-- Source passage follows --
Sunday, February 26, 2012

Maryjane and Michael

 
Maryjane and Michael

 Michael Pollan’s - Botany of Desire
This is not a book review- I will post that later.  In this book Pollan writes about four plants – Apple, Tulip, Marijuana, and the Potato and how human desires and plant evolution are really intermingled and it’s really hard to tell what came first.  I started reading this book awhile ago – but put it down – for later reading.  I’m reading it now for a book group that meets at Scott Arboretum. This time I skipped the first chapter on the Apple and jumped right in with the Tulip chapter which was fascinating.  He covers some Tulip history that I read about before but the botany parts are fascinating.  I just finished the Marijuana chapter and this is what prompted this blog.  

Marijuana, cannabis, reefer, weed, and maryjane

I never bought it, sold it or grew it but as a child of the sixties (I knew about Woodstock- but didn’t get to go) I have imbibed and inhaled-but only on very few occasions.  Most of my friends in the 70’s and 80’s were not pot heads-just sometimes users when they could afford it.  Although, I never bought any I have been given some as gifts.  I really enjoyed Pollan’s story on his experimenting and trying to grow a hybrid.  He then gets paranoid crazy that a local policeman will discover the plants.  When I read this it reminded me of all my worries and fears when I was around smokers.     I know everyone has their funny, paranoid, stupid and of course a munchies story too, but unless you live in Amsterdam or the golden triangle in California can you really relax or even talk about it even now?
-- Source passage concluded --
-- Data for review follows --
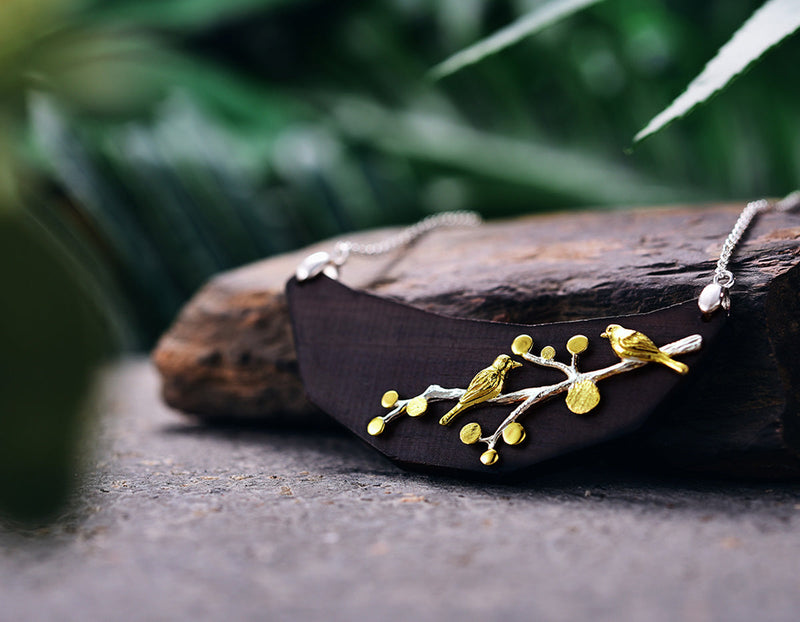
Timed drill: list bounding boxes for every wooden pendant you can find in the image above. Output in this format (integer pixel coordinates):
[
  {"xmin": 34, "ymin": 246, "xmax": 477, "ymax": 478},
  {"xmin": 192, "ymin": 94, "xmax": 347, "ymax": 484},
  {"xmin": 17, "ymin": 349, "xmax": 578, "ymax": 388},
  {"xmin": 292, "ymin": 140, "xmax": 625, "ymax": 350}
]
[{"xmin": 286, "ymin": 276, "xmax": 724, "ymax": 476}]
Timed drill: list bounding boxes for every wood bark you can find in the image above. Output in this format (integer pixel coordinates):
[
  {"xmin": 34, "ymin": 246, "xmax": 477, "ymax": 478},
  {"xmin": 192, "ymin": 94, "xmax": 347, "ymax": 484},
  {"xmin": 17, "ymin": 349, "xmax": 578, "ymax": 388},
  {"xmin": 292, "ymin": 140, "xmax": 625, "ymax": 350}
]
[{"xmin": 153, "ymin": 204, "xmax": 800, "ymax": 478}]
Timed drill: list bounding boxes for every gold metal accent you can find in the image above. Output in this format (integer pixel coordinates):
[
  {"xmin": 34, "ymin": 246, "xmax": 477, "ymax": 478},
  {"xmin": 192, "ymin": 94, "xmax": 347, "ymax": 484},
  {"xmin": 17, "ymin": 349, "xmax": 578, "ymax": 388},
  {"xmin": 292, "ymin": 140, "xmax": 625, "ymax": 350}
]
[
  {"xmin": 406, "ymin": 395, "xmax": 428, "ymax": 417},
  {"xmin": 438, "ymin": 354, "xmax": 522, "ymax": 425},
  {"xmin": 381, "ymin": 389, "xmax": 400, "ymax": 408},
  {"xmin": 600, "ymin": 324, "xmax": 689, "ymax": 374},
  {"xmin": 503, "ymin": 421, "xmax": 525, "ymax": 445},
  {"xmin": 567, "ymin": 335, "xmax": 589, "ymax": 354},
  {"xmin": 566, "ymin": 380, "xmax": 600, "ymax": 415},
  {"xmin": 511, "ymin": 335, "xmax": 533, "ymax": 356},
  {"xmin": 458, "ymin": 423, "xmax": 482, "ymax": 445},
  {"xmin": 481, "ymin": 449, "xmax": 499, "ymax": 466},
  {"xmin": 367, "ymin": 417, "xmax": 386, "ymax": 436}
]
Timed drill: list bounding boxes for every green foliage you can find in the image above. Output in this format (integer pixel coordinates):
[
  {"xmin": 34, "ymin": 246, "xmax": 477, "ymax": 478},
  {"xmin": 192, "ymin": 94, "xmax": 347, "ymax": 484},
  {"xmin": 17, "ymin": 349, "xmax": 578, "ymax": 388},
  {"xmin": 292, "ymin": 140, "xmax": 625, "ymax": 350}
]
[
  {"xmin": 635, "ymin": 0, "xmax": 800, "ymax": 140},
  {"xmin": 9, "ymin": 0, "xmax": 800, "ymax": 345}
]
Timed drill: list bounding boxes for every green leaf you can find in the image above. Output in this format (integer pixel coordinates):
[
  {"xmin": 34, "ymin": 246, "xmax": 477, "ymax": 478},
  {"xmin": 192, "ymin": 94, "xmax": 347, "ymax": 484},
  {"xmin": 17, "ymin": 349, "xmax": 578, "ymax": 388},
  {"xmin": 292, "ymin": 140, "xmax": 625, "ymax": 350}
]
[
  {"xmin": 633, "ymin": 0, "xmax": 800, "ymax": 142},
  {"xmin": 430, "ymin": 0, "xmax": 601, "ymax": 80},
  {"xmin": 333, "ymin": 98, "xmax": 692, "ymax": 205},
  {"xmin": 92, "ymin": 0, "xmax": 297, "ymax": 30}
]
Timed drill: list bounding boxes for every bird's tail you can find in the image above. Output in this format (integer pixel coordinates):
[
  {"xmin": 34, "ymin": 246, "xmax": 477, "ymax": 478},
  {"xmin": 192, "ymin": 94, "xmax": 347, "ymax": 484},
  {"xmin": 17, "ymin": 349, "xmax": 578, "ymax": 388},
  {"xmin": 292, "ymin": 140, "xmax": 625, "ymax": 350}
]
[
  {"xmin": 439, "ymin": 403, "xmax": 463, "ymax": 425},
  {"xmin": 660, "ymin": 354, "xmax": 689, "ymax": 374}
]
-- Data for review concluded --
* _Action item 1_: Duplicate the part of the blog post starting with "I never bought it, sold" and going on through "it even now?".
* _Action item 2_: Restate the blog post's paragraph that begins "This is not a book review" as a brief bulleted list that keeps its main facts.

* _Task solution 1_:
I never bought it, sold it or grew it but as a child of the sixties (I knew about Woodstock- but didn’t get to go) I have imbibed and inhaled-but only on very few occasions.  Most of my friends in the 70’s and 80’s were not pot heads-just sometimes users when they could afford it.  Although, I never bought any I have been given some as gifts.  I really enjoyed Pollan’s story on his experimenting and trying to grow a hybrid.  He then gets paranoid crazy that a local policeman will discover the plants.  When I read this it reminded me of all my worries and fears when I was around smokers.     I know everyone has their funny, paranoid, stupid and of course a munchies story too, but unless you live in Amsterdam or the golden triangle in California can you really relax or even talk about it even now?

* _Task solution 2_:
- This is not a book review; a review will be posted later.
- In *Botany of Desire*, Pollan writes about four plants (the apple, the tulip, marijuana and the potato) and about how human desires and plant evolution are intermingled, making it hard to tell which came first.
- The writer began the book a while ago, put it down, and is now reading it for a book group that meets at Scott Arboretum.
- This time the writer skipped the apple chapter and started with the tulip chapter. Some of its tulip history was familiar, but the botany parts were fascinating.
- Finishing the marijuana chapter prompted this blog post.